* START Information given *

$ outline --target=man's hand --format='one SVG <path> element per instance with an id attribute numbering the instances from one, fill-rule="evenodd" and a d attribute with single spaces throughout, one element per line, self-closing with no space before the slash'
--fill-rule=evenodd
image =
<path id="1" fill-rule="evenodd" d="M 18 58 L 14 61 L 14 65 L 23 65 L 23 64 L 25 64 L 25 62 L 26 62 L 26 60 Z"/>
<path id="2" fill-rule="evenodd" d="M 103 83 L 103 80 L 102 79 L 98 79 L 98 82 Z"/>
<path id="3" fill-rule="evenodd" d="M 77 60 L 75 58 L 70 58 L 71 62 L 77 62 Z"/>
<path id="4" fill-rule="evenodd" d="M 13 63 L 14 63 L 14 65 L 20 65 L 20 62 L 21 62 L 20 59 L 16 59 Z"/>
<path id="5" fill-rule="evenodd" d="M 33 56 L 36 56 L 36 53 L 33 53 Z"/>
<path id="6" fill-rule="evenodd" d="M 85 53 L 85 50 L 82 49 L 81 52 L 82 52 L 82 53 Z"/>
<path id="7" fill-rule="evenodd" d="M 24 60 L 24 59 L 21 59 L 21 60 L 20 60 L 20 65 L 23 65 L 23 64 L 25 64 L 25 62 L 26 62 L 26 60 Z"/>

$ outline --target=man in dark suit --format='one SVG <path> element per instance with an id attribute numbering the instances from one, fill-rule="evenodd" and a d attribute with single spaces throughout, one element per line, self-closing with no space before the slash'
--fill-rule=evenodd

* END Information given *
* START Information given *

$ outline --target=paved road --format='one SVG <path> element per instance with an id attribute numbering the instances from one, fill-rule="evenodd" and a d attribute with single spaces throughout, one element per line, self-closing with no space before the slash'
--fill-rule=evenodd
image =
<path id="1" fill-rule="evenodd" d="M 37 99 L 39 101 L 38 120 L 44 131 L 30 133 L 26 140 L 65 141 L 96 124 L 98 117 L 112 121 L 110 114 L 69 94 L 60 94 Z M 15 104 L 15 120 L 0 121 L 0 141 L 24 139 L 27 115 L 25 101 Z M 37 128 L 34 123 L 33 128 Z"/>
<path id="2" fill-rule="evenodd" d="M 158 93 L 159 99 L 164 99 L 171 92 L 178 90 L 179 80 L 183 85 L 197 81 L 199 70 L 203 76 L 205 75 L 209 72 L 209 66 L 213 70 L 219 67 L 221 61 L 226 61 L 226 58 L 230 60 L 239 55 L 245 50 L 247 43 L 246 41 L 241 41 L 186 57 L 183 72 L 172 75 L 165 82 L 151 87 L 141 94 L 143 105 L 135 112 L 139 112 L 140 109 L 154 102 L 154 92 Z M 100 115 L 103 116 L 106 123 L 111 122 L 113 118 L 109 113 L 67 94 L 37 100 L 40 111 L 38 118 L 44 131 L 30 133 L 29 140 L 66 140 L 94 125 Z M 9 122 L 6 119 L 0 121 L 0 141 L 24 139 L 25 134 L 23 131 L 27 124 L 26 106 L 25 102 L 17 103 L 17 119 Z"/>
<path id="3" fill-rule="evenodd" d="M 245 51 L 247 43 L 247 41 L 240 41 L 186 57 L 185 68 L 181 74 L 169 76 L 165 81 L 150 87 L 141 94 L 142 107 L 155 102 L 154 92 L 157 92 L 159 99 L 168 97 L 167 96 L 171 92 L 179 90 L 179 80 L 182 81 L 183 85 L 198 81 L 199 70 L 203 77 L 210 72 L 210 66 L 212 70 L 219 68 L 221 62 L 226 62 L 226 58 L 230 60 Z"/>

* END Information given *
* START Information given *

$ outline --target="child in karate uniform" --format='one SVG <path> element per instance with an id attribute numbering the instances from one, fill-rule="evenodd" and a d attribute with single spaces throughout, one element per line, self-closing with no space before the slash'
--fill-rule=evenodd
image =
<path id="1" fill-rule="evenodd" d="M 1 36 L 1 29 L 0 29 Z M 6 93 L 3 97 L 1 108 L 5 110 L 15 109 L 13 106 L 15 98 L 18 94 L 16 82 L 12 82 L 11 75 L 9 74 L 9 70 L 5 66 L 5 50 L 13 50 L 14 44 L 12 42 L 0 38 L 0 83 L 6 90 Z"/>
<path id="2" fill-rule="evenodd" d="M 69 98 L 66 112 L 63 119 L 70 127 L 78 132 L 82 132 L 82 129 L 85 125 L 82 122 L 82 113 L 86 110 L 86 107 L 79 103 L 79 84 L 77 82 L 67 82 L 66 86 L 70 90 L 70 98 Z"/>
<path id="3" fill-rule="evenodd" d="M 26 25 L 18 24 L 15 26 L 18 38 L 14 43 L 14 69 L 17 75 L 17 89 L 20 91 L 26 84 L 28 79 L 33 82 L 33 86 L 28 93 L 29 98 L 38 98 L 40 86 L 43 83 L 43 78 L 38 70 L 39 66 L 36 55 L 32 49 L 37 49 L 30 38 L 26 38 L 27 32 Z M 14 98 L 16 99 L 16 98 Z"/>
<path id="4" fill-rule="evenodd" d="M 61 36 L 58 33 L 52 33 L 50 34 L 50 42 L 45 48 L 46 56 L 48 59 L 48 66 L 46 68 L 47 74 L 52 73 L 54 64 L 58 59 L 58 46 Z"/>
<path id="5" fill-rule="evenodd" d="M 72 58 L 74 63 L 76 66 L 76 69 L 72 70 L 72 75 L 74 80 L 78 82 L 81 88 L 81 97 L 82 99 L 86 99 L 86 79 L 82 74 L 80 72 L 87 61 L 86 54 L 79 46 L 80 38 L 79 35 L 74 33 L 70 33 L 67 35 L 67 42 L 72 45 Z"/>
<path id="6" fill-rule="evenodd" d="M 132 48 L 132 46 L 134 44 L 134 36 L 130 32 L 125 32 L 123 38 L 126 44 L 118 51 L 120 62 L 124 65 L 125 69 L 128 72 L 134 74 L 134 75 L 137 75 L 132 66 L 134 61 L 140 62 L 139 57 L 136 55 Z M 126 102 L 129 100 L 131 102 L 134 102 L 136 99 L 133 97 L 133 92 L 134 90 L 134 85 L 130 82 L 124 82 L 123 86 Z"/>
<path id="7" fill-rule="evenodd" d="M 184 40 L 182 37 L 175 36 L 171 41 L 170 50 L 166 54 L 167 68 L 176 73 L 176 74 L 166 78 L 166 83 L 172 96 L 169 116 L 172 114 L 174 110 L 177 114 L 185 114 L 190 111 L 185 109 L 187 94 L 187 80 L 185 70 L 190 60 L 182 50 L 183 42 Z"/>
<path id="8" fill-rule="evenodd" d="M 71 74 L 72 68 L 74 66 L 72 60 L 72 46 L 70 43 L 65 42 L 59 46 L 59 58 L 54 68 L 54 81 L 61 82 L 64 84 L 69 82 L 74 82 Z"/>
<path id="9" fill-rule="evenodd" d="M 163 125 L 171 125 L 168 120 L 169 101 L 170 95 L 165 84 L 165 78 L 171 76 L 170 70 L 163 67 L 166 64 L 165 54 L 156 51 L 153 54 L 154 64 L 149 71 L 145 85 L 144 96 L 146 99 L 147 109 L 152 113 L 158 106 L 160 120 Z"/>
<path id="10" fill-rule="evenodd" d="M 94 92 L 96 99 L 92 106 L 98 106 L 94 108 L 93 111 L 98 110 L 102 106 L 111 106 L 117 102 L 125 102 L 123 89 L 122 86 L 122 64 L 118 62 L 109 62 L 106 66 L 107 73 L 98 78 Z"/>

* END Information given *

What the exercise asks:
Reproduce the listing, beginning with the line that contains "outline --target=man's hand" and continuing through the line that contains "33 56 L 36 56".

Response to the task:
$ outline --target=man's hand --format='one SVG <path> element per instance with an id attribute numbering the instances from one, fill-rule="evenodd" and a d attribute with single spaces throughout, one element per line, self-closing with no space before the slash'
--fill-rule=evenodd
image =
<path id="1" fill-rule="evenodd" d="M 18 58 L 14 61 L 14 65 L 23 65 L 23 64 L 25 64 L 25 62 L 26 62 L 26 60 Z"/>
<path id="2" fill-rule="evenodd" d="M 103 83 L 103 80 L 102 79 L 98 79 L 98 82 Z"/>
<path id="3" fill-rule="evenodd" d="M 77 60 L 75 58 L 70 58 L 71 62 L 77 62 Z"/>
<path id="4" fill-rule="evenodd" d="M 13 63 L 14 63 L 14 65 L 20 65 L 20 62 L 21 62 L 20 59 L 16 59 Z"/>
<path id="5" fill-rule="evenodd" d="M 33 56 L 36 56 L 36 53 L 33 53 Z"/>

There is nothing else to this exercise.